• [Brief] Output each entry exactly; skip nothing.

====================

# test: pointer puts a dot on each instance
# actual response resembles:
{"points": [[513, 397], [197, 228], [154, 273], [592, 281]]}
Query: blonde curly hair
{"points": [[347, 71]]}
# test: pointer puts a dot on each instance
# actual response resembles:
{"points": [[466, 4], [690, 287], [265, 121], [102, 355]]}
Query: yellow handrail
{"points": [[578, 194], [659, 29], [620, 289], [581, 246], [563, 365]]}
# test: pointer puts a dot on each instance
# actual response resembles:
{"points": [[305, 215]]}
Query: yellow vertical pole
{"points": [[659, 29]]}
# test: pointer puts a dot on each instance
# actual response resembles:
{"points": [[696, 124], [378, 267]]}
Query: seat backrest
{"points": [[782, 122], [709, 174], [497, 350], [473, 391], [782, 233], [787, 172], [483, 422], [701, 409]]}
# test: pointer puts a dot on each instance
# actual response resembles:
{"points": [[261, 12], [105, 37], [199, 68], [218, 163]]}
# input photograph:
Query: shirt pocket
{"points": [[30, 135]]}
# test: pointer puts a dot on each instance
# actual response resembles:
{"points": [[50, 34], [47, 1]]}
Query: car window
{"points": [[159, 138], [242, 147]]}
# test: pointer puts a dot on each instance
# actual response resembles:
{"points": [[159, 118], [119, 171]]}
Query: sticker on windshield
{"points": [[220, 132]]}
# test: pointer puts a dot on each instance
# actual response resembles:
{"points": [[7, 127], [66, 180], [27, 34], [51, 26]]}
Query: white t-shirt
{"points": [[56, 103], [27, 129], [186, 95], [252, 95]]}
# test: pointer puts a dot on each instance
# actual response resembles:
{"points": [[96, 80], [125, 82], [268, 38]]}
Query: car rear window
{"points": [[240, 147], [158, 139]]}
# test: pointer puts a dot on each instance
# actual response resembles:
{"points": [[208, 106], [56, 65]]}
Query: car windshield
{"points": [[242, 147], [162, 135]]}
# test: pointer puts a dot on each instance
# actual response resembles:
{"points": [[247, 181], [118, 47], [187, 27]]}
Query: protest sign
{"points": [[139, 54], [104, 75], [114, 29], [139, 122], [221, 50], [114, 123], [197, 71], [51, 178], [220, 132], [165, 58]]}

====================

• [Exercise answer]
# test: pointer puts a dot on each instance
# actual response resembles:
{"points": [[513, 397], [197, 228], [154, 273], [592, 281]]}
Query: blonde curly hair
{"points": [[347, 71]]}
# test: pointer puts a dot on each instance
# actual response resembles:
{"points": [[466, 4], [690, 287], [265, 121], [102, 355]]}
Query: yellow handrail
{"points": [[578, 194], [659, 29], [620, 289], [581, 246], [563, 365]]}
# test: pointer puts a dot on each instance
# actual response resembles:
{"points": [[305, 215]]}
Query: yellow vertical pole
{"points": [[659, 29]]}
# test: pointer puts a dot on each instance
# actual response resembles:
{"points": [[696, 124], [378, 267]]}
Query: seat backrest
{"points": [[782, 122], [709, 174], [497, 350], [473, 391], [782, 233], [787, 172], [483, 422], [701, 409]]}
# test: pointer puts a dot on each instance
# actual response resembles:
{"points": [[261, 12], [105, 37], [199, 68], [218, 163]]}
# input photograph:
Query: shirt pocket
{"points": [[30, 135]]}
# test: pointer puts a dot on each instance
# actual response resembles:
{"points": [[50, 34], [47, 1]]}
Query: car window
{"points": [[159, 138], [242, 147]]}
# test: pointer puts a dot on each instance
# actual response resembles:
{"points": [[159, 118], [119, 171]]}
Query: sticker on windshield
{"points": [[220, 132]]}
# test: pointer puts a dot on each instance
# actual response resembles:
{"points": [[7, 127], [66, 180], [27, 34], [51, 26]]}
Query: white t-shirt
{"points": [[56, 103], [27, 129], [186, 95], [252, 95]]}
# test: pointer puts a dot on each instance
# actual response resembles:
{"points": [[96, 80], [125, 82], [268, 38]]}
Query: car rear window
{"points": [[240, 147], [158, 139]]}
# test: pointer puts a dot on each instance
# actual response resembles:
{"points": [[208, 106], [56, 65]]}
Query: car windshield
{"points": [[242, 147], [162, 135]]}
# test: pointer puts a dot on each instance
# actual response resembles:
{"points": [[247, 181], [118, 47], [187, 27]]}
Query: protest sign
{"points": [[139, 54], [104, 75], [114, 29], [139, 122], [221, 50], [114, 123], [197, 71], [51, 178], [220, 132], [165, 58]]}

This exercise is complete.